--- begin DATA IN THIS EXERCISE ---
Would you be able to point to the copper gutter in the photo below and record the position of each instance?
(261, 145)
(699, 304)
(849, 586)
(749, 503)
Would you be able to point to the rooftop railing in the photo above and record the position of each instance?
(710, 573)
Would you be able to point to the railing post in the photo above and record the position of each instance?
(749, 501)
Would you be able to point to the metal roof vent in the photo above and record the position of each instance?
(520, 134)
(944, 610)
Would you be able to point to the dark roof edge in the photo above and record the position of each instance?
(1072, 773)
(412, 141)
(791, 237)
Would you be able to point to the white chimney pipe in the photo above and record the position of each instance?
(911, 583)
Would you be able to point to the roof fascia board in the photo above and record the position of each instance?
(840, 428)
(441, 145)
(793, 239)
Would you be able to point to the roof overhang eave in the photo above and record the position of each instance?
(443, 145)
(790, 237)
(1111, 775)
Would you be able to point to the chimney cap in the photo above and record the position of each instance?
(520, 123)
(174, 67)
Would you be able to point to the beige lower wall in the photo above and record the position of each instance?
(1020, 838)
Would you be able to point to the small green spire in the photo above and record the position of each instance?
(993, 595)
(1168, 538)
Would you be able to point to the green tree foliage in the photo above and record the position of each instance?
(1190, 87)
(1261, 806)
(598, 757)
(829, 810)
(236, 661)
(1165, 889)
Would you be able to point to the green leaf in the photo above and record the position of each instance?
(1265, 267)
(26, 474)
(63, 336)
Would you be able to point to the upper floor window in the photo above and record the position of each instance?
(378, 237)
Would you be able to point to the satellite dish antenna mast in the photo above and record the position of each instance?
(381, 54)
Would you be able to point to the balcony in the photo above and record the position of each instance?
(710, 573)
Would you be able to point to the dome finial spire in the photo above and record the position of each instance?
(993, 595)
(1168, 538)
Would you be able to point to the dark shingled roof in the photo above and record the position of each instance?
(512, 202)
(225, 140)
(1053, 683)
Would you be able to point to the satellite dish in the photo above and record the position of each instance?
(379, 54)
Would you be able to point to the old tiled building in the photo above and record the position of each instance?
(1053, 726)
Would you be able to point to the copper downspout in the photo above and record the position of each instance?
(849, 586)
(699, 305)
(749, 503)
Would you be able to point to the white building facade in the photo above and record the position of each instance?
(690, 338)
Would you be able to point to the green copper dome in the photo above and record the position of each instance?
--- end DATA IN THIS EXERCISE ---
Rewrite the listing above with "record the position of each instance" changed to "mark where each instance is" everywhere it occurs, keeping every other word the same.

CORRECT OUTPUT —
Would you be able to point to the copper gutter in the photo below and mark where each instance is?
(261, 145)
(699, 304)
(849, 586)
(749, 503)
Would you be able to point to the rooftop railing in the photo above and mark where each instance is?
(710, 573)
Would you be able to point to the railing post in the photo above and mark where each instance is?
(749, 501)
Would you be able to point to the metal roof vent in the photo above and mark where each instance is?
(520, 134)
(944, 610)
Would you be able to point to the dark roof edge in the photo above and mark where each instance is?
(1072, 773)
(412, 141)
(791, 237)
Would you be able to point to the white chimney pipe in the photo above and mark where each instance is?
(911, 583)
Would you be able to point to the roof fascia board in the photo above and mark where each instance is?
(840, 428)
(441, 145)
(793, 239)
Would you be able to point to the roof overhang eave in the photo above and mark where each instance is?
(443, 145)
(790, 237)
(1111, 775)
Would you be able to point to the chimney cap in the photo above and mark where each instance is?
(520, 123)
(174, 67)
Would you be able to point to the beige lower wall in the photo above and mark where each instance is?
(1020, 838)
Would you be able to point to the small green spire in the photo above and mark where each instance is?
(993, 595)
(1168, 538)
Would you be able to point to the green tree foliage in the photo above and mark where each instance is?
(1190, 87)
(1261, 806)
(598, 757)
(829, 810)
(236, 661)
(1165, 889)
Would you be able to point to the green leaf in the photo above and mark where each instance is?
(1265, 267)
(26, 474)
(63, 336)
Would you be able to point to the upper floor window in the photo above and mark where each instance is?
(378, 237)
Would you be able to point to the satellite dish antenna mast in the photo above and mark where each instance is?
(381, 54)
Would you be able to point to the balcony in the photo above and mark where each instance is?
(710, 573)
Would you be able to point to the dome finial spire in the photo above and mark where each instance is?
(993, 595)
(1168, 538)
Would you be able to point to the dark shingled roof in the photo above and mark where each instance is?
(512, 202)
(225, 140)
(1053, 683)
Would you be able to point to the satellite dish in the photo above and mark where each instance is?
(379, 54)
Would you be able to point to the old tiled building in the photo above and mark where each instance is?
(1053, 726)
Would you be able to point to the copper downspout in the photo above and mark where each instance is?
(849, 586)
(699, 305)
(749, 503)
Would you be able to point to the white building facade in the photo above and mark where each instance is?
(690, 338)
Would you be able to point to the green copper dome in the photo above and mark where each instance is?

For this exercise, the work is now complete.